**Task directions**: Find the line with "pixel 97 60" and the line with "pixel 93 373" in the entries below; output exactly those two lines, every line between them, and no others.
*****
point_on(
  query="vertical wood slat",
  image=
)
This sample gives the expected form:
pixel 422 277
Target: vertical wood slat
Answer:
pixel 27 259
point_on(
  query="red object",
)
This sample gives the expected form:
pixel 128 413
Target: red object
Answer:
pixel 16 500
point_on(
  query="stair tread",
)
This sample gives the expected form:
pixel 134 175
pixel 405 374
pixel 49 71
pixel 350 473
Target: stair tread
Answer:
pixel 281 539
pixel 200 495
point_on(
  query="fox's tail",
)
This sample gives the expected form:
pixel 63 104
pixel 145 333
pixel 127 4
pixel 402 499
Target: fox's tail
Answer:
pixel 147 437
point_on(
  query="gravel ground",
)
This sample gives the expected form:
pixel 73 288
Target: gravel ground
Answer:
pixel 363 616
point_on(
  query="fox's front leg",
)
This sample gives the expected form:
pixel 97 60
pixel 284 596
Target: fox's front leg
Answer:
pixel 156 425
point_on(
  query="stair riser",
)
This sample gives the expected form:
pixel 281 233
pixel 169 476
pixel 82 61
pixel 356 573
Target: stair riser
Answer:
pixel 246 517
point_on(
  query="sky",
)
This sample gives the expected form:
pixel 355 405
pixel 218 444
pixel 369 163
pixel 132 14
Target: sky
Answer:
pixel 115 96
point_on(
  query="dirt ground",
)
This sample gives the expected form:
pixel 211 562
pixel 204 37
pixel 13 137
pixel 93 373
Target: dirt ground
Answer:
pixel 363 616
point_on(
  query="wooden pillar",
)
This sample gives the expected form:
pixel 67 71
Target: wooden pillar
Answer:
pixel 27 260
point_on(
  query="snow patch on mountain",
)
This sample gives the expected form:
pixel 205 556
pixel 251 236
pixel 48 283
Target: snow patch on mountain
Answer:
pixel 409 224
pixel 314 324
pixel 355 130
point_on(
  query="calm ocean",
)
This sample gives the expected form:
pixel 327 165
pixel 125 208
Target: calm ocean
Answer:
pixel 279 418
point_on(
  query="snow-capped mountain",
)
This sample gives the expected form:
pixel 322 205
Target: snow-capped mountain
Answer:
*****
**Task answer**:
pixel 97 60
pixel 284 596
Target: fox's front leg
Answer:
pixel 156 425
point_on(
  query="stair riser",
)
This sample gives the expected form:
pixel 281 233
pixel 169 476
pixel 82 61
pixel 356 573
Target: stair riser
Answer:
pixel 246 517
point_on(
  query="sky",
)
This sample gives the expected form:
pixel 355 405
pixel 218 444
pixel 369 163
pixel 132 14
Target: sky
Answer:
pixel 115 96
point_on(
  query="dirt ground",
)
This sample gives the expected form:
pixel 211 562
pixel 204 37
pixel 13 137
pixel 93 373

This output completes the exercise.